Below are records; work out how many of their lines hold the string "sock" and give that number alone.
▽
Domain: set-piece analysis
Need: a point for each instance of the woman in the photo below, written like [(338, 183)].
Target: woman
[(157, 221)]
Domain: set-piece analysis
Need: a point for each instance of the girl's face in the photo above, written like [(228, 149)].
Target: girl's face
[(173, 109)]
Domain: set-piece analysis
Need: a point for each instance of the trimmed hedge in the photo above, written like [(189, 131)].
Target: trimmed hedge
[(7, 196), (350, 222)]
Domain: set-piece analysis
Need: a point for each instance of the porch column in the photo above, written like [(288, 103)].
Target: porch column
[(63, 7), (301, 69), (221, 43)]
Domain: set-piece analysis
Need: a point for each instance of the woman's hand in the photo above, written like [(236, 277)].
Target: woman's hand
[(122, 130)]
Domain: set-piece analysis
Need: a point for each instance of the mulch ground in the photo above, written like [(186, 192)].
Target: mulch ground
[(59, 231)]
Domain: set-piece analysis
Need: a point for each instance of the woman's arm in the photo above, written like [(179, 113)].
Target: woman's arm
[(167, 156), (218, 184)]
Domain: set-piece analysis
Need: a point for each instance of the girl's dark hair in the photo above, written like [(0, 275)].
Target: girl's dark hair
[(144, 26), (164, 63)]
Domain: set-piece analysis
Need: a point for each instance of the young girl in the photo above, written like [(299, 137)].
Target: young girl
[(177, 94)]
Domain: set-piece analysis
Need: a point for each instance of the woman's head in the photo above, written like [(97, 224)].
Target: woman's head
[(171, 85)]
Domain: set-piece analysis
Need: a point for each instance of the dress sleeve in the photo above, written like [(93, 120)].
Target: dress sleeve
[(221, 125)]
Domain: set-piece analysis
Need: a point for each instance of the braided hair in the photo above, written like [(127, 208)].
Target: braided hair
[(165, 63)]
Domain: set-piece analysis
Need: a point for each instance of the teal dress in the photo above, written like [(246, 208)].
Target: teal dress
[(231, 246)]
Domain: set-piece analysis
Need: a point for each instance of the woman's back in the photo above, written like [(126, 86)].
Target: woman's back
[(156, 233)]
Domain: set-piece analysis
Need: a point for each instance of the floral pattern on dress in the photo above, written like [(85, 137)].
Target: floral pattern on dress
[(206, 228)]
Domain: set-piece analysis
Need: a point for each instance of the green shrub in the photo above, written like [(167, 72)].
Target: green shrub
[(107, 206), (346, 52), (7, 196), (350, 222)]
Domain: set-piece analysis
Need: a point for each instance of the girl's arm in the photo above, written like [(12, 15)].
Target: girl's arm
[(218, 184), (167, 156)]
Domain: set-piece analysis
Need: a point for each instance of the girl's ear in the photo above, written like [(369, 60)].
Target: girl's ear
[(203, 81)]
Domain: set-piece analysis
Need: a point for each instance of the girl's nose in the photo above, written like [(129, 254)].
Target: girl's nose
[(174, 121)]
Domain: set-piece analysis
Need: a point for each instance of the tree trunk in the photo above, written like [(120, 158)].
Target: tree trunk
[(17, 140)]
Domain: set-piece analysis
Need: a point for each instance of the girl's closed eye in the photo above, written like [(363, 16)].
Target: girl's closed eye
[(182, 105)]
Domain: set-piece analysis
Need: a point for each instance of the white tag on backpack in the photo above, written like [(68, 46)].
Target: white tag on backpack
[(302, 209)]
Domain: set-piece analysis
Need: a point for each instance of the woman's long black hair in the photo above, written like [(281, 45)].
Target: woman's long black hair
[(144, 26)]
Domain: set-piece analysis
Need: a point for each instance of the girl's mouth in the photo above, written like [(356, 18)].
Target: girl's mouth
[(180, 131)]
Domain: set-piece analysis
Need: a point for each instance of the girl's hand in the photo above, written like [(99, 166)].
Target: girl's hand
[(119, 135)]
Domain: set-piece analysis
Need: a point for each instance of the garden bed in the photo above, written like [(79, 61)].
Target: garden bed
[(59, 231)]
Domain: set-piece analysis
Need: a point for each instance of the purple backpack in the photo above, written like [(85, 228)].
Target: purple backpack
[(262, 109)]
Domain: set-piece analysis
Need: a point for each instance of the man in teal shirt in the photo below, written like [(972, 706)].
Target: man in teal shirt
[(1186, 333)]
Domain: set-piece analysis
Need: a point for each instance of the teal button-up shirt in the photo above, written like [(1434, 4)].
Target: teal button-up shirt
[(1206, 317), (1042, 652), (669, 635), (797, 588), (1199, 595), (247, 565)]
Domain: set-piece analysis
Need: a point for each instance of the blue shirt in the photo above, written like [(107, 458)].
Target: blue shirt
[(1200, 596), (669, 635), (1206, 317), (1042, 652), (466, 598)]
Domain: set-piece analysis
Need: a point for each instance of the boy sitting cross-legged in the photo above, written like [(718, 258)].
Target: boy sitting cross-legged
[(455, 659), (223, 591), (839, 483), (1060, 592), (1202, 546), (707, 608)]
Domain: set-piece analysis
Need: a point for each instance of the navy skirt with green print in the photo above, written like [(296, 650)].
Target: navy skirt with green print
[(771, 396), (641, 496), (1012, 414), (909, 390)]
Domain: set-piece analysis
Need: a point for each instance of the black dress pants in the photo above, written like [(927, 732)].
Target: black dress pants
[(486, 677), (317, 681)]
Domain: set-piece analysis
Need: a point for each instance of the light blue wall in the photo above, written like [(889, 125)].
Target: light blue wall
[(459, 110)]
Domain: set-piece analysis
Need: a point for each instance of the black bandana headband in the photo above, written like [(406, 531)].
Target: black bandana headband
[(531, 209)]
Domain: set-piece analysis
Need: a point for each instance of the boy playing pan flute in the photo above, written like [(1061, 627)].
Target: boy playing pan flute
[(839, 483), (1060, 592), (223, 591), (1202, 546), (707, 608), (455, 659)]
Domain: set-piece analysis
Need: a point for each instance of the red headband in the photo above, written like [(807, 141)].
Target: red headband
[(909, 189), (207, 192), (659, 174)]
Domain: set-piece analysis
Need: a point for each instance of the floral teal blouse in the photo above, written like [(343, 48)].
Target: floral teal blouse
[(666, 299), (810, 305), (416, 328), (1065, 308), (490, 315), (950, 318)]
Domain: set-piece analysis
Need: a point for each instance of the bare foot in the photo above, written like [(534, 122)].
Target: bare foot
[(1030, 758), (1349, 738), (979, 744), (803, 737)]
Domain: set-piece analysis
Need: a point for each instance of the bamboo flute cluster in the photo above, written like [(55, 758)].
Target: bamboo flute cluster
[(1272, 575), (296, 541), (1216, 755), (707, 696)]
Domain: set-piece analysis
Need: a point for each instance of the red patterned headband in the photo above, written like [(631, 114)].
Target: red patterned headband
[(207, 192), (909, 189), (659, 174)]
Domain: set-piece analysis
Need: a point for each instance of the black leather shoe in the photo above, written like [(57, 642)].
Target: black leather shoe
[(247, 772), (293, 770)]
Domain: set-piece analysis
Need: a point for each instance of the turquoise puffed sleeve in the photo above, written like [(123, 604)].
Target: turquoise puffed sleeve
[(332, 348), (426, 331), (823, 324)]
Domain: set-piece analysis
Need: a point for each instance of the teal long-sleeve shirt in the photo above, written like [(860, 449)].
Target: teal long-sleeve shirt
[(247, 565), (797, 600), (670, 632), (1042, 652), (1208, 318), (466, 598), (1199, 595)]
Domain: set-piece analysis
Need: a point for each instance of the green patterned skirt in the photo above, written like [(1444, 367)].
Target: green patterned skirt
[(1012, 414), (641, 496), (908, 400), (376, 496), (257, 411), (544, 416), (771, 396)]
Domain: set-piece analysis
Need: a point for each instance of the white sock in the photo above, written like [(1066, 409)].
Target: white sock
△
* [Solved problem]:
2